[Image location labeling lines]

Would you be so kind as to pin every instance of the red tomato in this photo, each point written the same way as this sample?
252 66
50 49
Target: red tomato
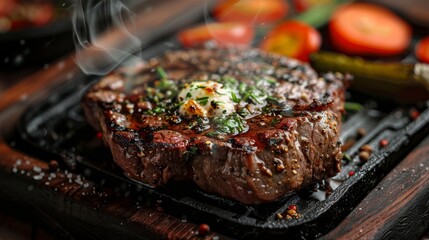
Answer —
293 39
368 29
6 7
222 33
304 5
251 11
422 50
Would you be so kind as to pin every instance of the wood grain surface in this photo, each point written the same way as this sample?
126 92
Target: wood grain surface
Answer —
398 203
69 206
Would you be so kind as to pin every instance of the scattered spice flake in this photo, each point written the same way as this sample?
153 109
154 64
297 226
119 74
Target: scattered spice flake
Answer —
383 143
99 135
361 132
290 213
364 156
414 114
293 207
203 229
53 165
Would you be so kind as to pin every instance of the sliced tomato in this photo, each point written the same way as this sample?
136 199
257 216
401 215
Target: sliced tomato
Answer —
304 5
6 7
222 33
368 29
293 39
251 11
422 50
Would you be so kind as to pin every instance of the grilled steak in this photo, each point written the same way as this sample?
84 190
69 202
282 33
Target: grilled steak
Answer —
245 124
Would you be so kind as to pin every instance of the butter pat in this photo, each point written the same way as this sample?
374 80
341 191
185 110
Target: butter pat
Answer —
205 99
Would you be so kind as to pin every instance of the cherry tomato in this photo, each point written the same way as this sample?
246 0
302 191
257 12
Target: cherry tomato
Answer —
222 33
6 7
304 5
293 39
368 29
251 11
422 50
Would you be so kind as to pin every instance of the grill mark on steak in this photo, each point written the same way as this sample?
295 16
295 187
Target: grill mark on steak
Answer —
285 148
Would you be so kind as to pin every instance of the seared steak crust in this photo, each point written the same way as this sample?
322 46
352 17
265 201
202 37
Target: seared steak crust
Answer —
286 147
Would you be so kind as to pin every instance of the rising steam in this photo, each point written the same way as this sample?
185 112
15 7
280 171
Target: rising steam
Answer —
103 35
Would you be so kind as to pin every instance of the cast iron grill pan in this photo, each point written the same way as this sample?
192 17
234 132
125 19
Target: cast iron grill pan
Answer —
56 128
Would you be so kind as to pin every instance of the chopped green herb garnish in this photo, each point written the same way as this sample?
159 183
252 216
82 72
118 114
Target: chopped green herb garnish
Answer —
243 112
162 74
347 157
275 121
203 100
232 124
255 98
242 88
234 98
352 106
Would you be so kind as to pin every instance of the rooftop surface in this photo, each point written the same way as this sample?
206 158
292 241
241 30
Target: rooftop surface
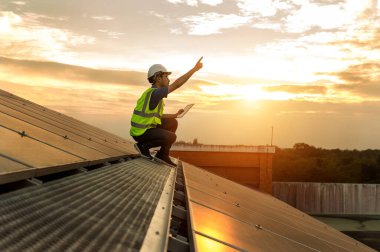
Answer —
66 185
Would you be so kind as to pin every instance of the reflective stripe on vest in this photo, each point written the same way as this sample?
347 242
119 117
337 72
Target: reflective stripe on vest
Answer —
144 119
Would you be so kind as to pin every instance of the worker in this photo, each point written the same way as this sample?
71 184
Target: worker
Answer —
150 127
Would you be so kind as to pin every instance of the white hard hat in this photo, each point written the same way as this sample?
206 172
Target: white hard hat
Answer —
157 68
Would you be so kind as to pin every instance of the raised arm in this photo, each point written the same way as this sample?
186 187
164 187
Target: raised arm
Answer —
182 80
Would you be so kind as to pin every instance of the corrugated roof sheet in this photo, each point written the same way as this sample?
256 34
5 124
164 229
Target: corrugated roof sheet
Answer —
107 209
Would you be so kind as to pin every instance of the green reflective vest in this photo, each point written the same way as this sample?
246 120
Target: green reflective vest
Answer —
143 118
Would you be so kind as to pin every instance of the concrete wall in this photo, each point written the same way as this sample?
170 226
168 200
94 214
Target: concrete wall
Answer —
250 169
330 198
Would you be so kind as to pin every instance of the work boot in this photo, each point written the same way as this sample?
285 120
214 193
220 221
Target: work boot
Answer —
165 159
143 150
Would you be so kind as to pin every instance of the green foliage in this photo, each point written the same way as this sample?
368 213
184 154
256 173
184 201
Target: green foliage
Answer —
306 163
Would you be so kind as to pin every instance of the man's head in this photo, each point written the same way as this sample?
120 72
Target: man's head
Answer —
158 75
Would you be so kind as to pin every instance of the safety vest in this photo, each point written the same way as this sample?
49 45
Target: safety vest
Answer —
143 118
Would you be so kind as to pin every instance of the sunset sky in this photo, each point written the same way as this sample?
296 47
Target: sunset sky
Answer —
311 69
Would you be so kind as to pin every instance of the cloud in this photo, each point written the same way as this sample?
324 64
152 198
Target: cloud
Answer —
361 73
19 2
262 8
112 34
28 36
362 79
296 89
188 2
103 18
213 23
195 2
69 72
310 15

| THE EXERCISE |
Copy all the lines above word for word, leaving out the pictures.

| REPLY |
Would you be so kind as to pin every instance of the red tomato in this photo, each point written the same way as this sample?
252 66
50 49
Target: red tomato
Answer —
293 39
368 29
6 7
222 33
304 5
251 11
422 50
Would you be so kind as to pin every instance of the wood grain surface in this photo, each point written the same way as this sample?
126 92
Target: wood grain surface
Answer —
398 203
69 206
Would you be so kind as to pin every instance of the scattered spice flake in this photo, each point written the same way as this sample?
153 109
154 64
297 226
119 74
Target: scattered spice flake
Answer —
383 143
99 135
361 132
290 213
364 156
414 114
293 207
203 229
53 165
Would you be so kind as to pin every instance of the sliced tomato in this photo, each point written the same way as this sample?
136 199
257 216
401 215
Target: sliced tomato
Answer —
304 5
6 7
222 33
368 29
293 39
251 11
422 50
Would you be so kind as to pin every instance of the grilled steak in this photo, each point written the same way as this sample?
84 190
69 202
282 33
Target: grilled steak
Answer —
245 124
Would you be so kind as to pin every instance of the butter pat in this photo, each point written the same way as this sample?
374 80
341 191
185 110
Target: butter pat
Answer —
205 99
Would you be so kind as to pin every instance of the cherry tomato in this photo, each point written the same way as this sample?
246 0
302 191
257 12
Target: cherry tomato
Answer —
222 33
6 7
304 5
293 39
368 29
251 11
422 50
Would you be so kind as to pin every instance of the grill mark on steak in this photo, each point written the same way as this sample?
295 16
295 187
Target: grill mark on steak
Answer —
285 148
Would you be so kind as to pin every instance of the seared steak crust in this photo, each point written the same way as this sample?
322 46
352 17
265 201
202 37
Target: seared steak crust
Answer —
286 147
Would you be so kind as to pin every instance of the rising steam in this photo, each point written the same way as this sample?
185 112
15 7
280 171
Target: rising steam
Answer —
103 35
Would you be so kind as to pin every instance of the cast iron grill pan in this photo, each point written the same way as this sample?
192 17
234 132
125 19
Target: cast iron grill pan
Answer —
56 128
Would you be so kind as to pin every instance of the chopped green herb garnish in this photo, each point written the same way as this sample?
159 183
252 216
82 72
118 114
Target: chopped green herb garnish
Answer —
243 112
162 74
347 157
275 121
203 100
232 124
255 98
242 88
234 98
352 106
Would you be so kind as to pin every instance of the rooftop surface in this photo, each point written the same way as this sample?
206 158
292 241
241 30
Target: rooftop surface
Answer —
66 185
Would you be so kind as to pin every instance of the reflective stripe on vest in this photo, each point written the same way as this sample?
347 242
119 117
337 72
Target: reflective stripe on vest
Answer —
144 119
Would you be so kind as to pin every instance of the worker in this photo, each point written the same way as this sample?
71 184
Target: worker
Answer —
150 127
Would you be so kind as to pin every instance of the white hard hat in this photo, each point written the same way as this sample?
206 172
Target: white hard hat
Answer —
157 68
Would you be so kind as to pin every instance of the raised arm in this photo, each point written the same way as this sample?
186 187
164 187
Target: raised arm
Answer —
182 80
Would you be so kind as to pin every instance of the corrugated roof sheet in this photo, each point written the same way as this sample?
256 34
5 124
164 229
Target: corrugated roof sheet
Answer —
107 209
Would you be so kind as to pin every instance of the green reflective vest in this photo, each point written the same way as this sample?
246 120
Target: green reflective vest
Answer —
143 118
Would you be so kind as to pin every instance of the concrete wall in this photo, each point written the same way as this sample?
170 226
168 200
94 214
Target: concrete wall
Answer —
250 169
330 198
Would you be so kind as to pin every instance of the work boot in this photo, each point written the same way as this sample?
285 120
214 193
220 221
Target: work boot
Answer —
165 159
143 150
Would you be so kind as to pin every instance of the green foliage in this photo, each point written the same way as this sample?
368 213
184 154
256 173
184 201
Target: green foliage
Answer —
306 163
Would you be so kind as to pin every instance of the man's head in this photo, each point written the same way as this sample?
120 72
Target: man's head
Answer —
158 75
Would you be so kind as to pin every instance of the safety vest in this photo, each point written the same way as this sample?
49 45
Target: safety vest
Answer —
143 118
Would you be so kind as to pin every instance of the sunset sky in this photo, each point written the same way as this sample?
296 47
Target: sunset sky
Answer —
311 69
Would you be so kind as to pin every instance of the cloud in this photo, each point written the same way as this sample?
324 64
152 198
Target: cloud
Answer —
361 73
19 2
262 8
112 34
28 36
362 79
296 89
188 2
103 18
213 23
195 2
69 72
310 15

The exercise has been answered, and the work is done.